_Problem details_.
A faithful copy of every record is needed here. Images must not appear in it.

※

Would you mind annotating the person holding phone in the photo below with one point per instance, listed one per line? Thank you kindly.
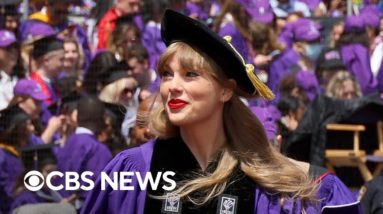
(219, 151)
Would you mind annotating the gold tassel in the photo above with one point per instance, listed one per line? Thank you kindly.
(259, 86)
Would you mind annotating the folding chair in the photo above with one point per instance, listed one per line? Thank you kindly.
(354, 157)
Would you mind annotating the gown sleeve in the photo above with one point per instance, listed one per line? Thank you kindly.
(121, 201)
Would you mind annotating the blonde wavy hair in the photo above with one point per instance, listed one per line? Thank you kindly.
(247, 145)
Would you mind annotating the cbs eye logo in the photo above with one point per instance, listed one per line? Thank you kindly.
(34, 181)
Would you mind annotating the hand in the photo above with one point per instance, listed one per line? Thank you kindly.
(70, 200)
(290, 122)
(56, 122)
(261, 60)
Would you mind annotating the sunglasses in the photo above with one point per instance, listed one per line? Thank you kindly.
(129, 90)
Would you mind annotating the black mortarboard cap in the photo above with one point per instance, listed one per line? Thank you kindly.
(114, 73)
(11, 116)
(35, 157)
(177, 27)
(66, 104)
(116, 112)
(9, 2)
(45, 45)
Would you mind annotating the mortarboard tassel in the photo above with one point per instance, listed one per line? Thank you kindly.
(260, 87)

※

_The completed task_.
Would you mind annotating the person holding phone in the photo below with one point per instance, listed one per line? Thank you kindly.
(219, 151)
Would you mind annotating the gold tassel in the photo above with one point per instance, listed one per line? Thank you kindly.
(259, 86)
Would you mind annotating the folding chair in the photo above with one point per instance, listed one per line? Thank you kindly.
(354, 157)
Would you mind annotating the gown sleeve in the photo above with one point per instance, listed one per line? Thank you kindly.
(121, 201)
Would you mind annotating the blonde wavy hair in the photo above with one point per instance, listed one per line? Thank you kindly.
(247, 145)
Would you mind annotating the cbs eye logo in the photo above with one point per instance, listed one per line? Thank you kindly.
(34, 181)
Would you mind annotating the hand in the photo above with one point per instance, listed one per line? Thank you kindly.
(70, 200)
(290, 122)
(56, 122)
(261, 60)
Would you mind annotating the sunglasses in the photo above with one point per instance, listed one per line? Thank you kindly.
(129, 90)
Would you mind annotating the black mortarboard cap in the photo above with one point per instance, listed one per line? Thank you kindly.
(114, 73)
(11, 116)
(35, 157)
(177, 27)
(66, 104)
(116, 112)
(9, 2)
(45, 45)
Would you mind annotating the mortarboard tassel in the photo above with one point per instance, listed one per line? Thank you kindly.
(260, 87)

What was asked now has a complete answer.